*** Block opens ***

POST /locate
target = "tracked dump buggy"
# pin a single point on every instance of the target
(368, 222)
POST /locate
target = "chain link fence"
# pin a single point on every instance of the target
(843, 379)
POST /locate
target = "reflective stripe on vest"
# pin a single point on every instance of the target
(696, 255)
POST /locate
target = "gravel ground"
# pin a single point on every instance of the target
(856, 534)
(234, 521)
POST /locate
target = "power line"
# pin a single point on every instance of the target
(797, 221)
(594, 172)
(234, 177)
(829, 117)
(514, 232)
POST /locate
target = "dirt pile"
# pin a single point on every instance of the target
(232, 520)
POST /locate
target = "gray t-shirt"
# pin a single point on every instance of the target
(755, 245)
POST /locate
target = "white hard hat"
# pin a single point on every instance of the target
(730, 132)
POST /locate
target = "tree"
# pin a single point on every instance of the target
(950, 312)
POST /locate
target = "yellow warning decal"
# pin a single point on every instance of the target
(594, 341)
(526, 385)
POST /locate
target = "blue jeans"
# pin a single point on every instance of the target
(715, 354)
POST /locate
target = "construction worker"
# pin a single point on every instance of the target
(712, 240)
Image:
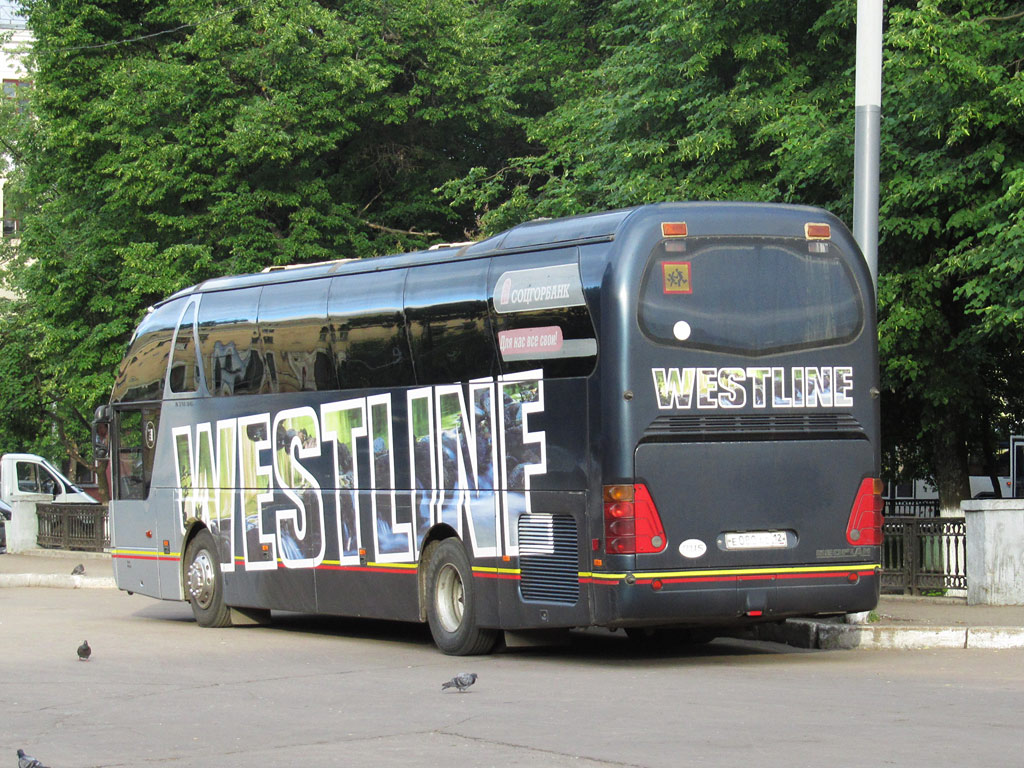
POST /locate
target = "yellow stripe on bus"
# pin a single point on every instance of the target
(734, 571)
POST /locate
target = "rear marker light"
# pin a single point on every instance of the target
(817, 231)
(632, 524)
(864, 527)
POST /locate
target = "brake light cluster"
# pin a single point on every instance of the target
(864, 527)
(632, 525)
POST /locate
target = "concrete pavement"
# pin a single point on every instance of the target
(904, 623)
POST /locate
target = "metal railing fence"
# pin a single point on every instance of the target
(81, 526)
(924, 555)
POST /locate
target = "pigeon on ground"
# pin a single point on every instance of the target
(461, 682)
(24, 761)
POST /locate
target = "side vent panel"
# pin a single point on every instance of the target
(549, 547)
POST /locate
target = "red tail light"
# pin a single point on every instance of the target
(864, 527)
(632, 524)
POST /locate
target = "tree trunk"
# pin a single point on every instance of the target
(950, 457)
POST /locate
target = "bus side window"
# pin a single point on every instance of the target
(368, 331)
(141, 374)
(229, 339)
(450, 331)
(130, 455)
(184, 365)
(296, 336)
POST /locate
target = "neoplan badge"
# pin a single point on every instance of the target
(676, 276)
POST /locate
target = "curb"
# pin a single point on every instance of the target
(55, 580)
(806, 633)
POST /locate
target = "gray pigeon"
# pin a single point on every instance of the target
(461, 682)
(24, 761)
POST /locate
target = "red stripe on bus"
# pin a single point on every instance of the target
(512, 577)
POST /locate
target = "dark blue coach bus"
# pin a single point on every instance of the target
(660, 417)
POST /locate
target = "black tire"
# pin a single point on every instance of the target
(452, 603)
(205, 584)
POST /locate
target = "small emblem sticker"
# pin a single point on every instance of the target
(677, 276)
(692, 548)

*** Block closes ***

**Task instructions:**
Your task is to collect every line above that contains the word "gray".

**Written solution:**
target = "gray t-shirt"
target = "gray pigeon"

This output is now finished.